WORK TO COMPLETE ▸
Using the listing below, keep only the lines with the word "water" and copy them.

DATA ▸
════

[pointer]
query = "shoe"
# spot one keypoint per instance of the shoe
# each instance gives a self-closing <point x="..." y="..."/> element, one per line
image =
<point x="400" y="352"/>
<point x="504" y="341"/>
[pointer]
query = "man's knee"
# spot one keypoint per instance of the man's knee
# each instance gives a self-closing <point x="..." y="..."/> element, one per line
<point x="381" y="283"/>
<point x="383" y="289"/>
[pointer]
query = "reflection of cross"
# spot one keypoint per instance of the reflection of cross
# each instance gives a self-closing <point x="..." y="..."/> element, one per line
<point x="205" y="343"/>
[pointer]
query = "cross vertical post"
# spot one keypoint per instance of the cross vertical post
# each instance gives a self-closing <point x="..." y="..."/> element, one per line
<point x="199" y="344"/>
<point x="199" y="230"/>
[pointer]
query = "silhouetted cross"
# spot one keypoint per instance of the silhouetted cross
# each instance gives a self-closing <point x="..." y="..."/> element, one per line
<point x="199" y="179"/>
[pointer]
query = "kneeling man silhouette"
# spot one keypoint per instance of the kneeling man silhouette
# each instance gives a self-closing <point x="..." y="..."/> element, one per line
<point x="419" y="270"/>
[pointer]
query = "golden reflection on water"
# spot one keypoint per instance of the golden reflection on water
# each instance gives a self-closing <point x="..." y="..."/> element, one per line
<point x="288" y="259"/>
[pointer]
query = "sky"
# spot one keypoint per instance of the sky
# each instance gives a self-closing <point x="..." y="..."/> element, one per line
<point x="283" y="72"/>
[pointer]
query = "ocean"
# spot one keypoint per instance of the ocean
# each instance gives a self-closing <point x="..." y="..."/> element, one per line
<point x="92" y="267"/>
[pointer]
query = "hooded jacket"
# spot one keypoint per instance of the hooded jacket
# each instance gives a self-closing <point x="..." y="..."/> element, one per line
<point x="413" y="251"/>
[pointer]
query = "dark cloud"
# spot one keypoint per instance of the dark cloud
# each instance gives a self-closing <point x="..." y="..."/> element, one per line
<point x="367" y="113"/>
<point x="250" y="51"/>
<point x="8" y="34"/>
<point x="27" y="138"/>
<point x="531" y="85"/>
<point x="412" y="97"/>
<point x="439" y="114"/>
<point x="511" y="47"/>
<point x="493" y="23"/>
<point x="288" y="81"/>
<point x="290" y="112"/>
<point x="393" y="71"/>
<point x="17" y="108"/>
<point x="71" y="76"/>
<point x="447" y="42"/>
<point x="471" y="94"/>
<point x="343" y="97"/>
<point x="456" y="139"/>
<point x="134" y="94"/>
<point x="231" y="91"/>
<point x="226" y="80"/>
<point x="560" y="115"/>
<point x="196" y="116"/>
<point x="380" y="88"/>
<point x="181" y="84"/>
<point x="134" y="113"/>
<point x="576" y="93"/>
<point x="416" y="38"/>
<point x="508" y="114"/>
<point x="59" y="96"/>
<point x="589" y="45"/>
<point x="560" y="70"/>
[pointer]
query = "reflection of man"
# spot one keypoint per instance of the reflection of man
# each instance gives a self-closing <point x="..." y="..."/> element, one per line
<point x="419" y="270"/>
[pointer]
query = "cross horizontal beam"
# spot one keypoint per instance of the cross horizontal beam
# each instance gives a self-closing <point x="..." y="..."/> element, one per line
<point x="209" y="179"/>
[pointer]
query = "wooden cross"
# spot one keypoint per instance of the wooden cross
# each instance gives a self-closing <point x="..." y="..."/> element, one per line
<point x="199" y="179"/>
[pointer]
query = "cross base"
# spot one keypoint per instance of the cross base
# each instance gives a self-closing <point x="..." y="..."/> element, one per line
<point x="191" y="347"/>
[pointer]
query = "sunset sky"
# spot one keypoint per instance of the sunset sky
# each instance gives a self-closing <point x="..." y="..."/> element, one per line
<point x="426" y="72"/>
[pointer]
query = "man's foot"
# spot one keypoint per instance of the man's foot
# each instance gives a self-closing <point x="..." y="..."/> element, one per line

════

WRITTEN SOLUTION ▸
query = "golden reflection on water"
# spot one keypoint per instance of the golden reflection on water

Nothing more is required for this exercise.